TEXT SHOWN:
Fake bomb man 'had mental issues'
An Australian investment banker who admitted chaining a fake bomb to a teenager was reeling from the breakdown of his marriage, drinking heavily and exhibiting wild mood swings in the years before the bizarre extortion attempt, his ex-wife and a psychiatrist told his sentencing hearing today.
But Deborah Peters said she had no idea why Paul Douglas Peters committed the crime. She said: "I don't know if even Paul knows why he did it."
The 51-year-old faces up to 20 years in prison for tethering a bomb-like device to the neck of Madeleine Pulver, then 18, while she was alone at her family's Sydney mansion in August 2011.
In March, he pleaded guilty to aggravated break and enter and committing a serious indictable offence. It took a bomb squad 10 hours to remove the device, but it contained no explosives and Ms Pulver was not injured.
Peters, fled to the US and was arrested nearly two weeks later at the Louisville, Kentucky, home of his former wife, Deborah. He was extradited to Australia and has remained in prison since.
Mrs Peters wept at New South Wales state District Court as she described how her then-husband's behaviour began to change in 2000: "Paul started to disconnect. I didn't know who was going to walk through the door... One minute he'd be OK, the next minute he'd be upset or angry."
The mood swings coincided with his attempt to write a book, she said. Initially, it was meant to be about a man who finds a key and looks for treasure, she said, but it ended up being much darker, about a villain who kidnapped someone and got the victim hooked on drugs. She said he became obsessed with the book and began drinking heavily.
Psychiatrist Bruce Westmore, testifying for the defence, said Peters was "angry and revengeful" over his failed relationship and separation from his three daughters, was obsessed with his book and may have tried to become the vengeful character in the novel. Since his arrest, Peters has told the psychiatrist that he has no memory of the attack and described his own actions as "bizarre", "absurd" and "stupid". But he is so complex that pinpointing an exact diagnosis is difficult, Mr Westmore acknowledged.
Peters, wearing a suit and looking thinner than at the time of his arrest, nodded briefly in the direction of his victim's parents, Bill and Belinda Pulver, who sat in the front row of the public gallery. Mr Pulver stared back at him, stone-faced. It was the first time the two men have come face to face.
Outside court, Mr Pulver said he found the evidence about Peters' mental state interesting, but ultimately thinks the attack was all about money: "He threatened our daughter with a baseball bat... We have no question in our mind what this was all about. We believe it was clearly an extortion."

EXERCISE 1: Summarize the news report in two sentences.
EXERCISE 2: Write out the part of the news report starting with "Fake bomb man" and going on through "in August 2011.", substituting "house" for "mansion".
The items after the news report play no part in this work.

Saved entries:
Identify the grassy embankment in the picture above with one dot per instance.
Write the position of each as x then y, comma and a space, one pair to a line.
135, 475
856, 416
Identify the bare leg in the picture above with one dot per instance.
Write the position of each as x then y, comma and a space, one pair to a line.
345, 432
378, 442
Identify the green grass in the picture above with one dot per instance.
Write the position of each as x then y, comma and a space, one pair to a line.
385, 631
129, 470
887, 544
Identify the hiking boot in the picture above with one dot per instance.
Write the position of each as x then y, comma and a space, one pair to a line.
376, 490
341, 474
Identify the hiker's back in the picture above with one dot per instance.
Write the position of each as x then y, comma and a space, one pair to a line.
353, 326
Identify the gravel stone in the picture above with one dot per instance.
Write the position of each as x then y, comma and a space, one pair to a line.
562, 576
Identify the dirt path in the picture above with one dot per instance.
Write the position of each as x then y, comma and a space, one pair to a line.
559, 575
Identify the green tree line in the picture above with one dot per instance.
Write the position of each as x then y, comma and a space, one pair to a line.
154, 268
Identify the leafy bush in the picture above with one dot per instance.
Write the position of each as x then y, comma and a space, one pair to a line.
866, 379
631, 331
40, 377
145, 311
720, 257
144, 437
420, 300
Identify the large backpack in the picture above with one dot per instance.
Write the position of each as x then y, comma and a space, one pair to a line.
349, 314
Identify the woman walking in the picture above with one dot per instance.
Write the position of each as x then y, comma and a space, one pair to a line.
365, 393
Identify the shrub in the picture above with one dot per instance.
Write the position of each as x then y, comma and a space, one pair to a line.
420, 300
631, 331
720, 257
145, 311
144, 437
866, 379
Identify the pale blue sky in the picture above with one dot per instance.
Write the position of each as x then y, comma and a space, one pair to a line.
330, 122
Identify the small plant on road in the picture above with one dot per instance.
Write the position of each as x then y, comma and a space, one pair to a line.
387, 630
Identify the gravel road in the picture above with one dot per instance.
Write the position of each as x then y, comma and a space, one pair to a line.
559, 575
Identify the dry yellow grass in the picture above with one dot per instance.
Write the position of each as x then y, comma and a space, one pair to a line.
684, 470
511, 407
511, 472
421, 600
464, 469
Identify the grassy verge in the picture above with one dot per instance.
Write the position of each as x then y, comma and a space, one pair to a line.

WRITTEN REPLY 1: Paul Douglas Peters, a 51-year-old Australian investment banker, faces up to 20 years in prison after pleading guilty over tethering a bomb-like device to the neck of Madeleine Pulver, then 18, at her family's Sydney mansion in August 2011. At his sentencing hearing, his ex-wife and a psychiatrist described his marriage breakdown, heavy drinking, mood swings and obsession with a dark book he was writing, while Ms Pulver's father said he believes the attack was clearly an extortion.

WRITTEN REPLY 2:
Fake bomb man 'had mental issues'
An Australian investment banker who admitted chaining a fake bomb to a teenager was reeling from the breakdown of his marriage, drinking heavily and exhibiting wild mood swings in the years before the bizarre extortion attempt, his ex-wife and a psychiatrist told his sentencing hearing today.
But Deborah Peters said she had no idea why Paul Douglas Peters committed the crime. She said: "I don't know if even Paul knows why he did it."
The 51-year-old faces up to 20 years in prison for tethering a bomb-like device to the neck of Madeleine Pulver, then 18, while she was alone at her family's Sydney house in August 2011.